**Estratto fornito:**
..............................

La tendenza motivata dalla tecnologia verso il direct-to-consumer, ovvero il modello che consente di raggiungere direttamente il consumatore finale, sta trasformando i marchi di consumo, i loro intermediari e il loro marketing, ma le aziende devono trovare il sottile equilibrio tra iper-personalizzazione e intrusione.

Il D2C (Direct-to-Consumer) sembra destinato a crescere in modo esponenziale, con significative ricadute per la pubblicità, i marchi offline tradizionali, gli intermediari come i supermercati e naturalmente i consumatori. Le società in grado di assicurarsi la fiducia della propria base clienti e garantirsene la fidelizzazione dovrebbero avere la meglio.

..............................

**Elenco dati:**
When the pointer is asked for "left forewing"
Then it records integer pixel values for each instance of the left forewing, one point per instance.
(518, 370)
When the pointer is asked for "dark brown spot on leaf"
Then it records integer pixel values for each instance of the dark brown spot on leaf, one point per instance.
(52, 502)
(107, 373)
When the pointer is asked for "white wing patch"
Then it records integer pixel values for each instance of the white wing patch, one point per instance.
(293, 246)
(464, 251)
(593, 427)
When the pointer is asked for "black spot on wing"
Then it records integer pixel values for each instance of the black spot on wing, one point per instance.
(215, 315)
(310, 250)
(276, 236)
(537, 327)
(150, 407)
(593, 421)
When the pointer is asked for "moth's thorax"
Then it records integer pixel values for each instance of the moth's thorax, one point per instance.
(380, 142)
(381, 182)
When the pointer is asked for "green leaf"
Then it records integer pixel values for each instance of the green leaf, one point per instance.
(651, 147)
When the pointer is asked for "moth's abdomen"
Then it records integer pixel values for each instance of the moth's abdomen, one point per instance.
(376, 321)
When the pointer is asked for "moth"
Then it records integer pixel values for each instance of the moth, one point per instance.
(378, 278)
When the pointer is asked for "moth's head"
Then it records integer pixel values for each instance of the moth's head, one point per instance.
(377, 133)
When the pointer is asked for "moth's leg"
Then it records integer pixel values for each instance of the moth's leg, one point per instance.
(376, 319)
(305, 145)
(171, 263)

..............................

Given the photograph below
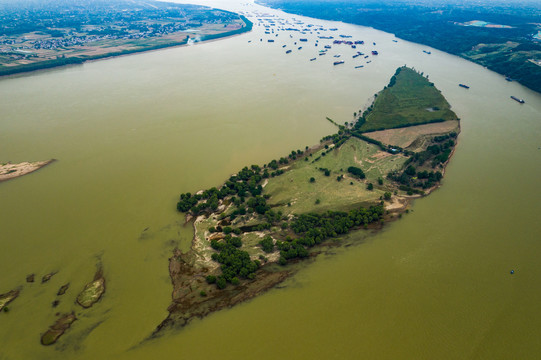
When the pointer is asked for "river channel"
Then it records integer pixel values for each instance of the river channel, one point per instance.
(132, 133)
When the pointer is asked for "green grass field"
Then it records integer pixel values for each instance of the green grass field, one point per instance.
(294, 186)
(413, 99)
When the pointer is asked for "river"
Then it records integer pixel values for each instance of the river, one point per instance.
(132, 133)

..............................

**Compiti assegnati:**
1 - Trascriva fedelmente il passo dell'estratto sul direct-to-consumer da "La tendenza motivata" a "avere la meglio.".
2 - Secondo l'estratto sul direct-to-consumer, quali società dovrebbero avere la meglio?
Per rispondere ci si basi unicamente sull'estratto, senza considerare le righe.

**Risposte scritte:**
1 -
La tendenza motivata dalla tecnologia verso il direct-to-consumer, ovvero il modello che consente di raggiungere direttamente il consumatore finale, sta trasformando i marchi di consumo, i loro intermediari e il loro marketing, ma le aziende devono trovare il sottile equilibrio tra iper-personalizzazione e intrusione.

Il D2C (Direct-to-Consumer) sembra destinato a crescere in modo esponenziale, con significative ricadute per la pubblicità, i marchi offline tradizionali, gli intermediari come i supermercati e naturalmente i consumatori. Le società in grado di assicurarsi la fiducia della propria base clienti e garantirsene la fidelizzazione dovrebbero avere la meglio.

2 - Le società in grado di assicurarsi la fiducia della propria base clienti e di garantirsene la fidelizzazione.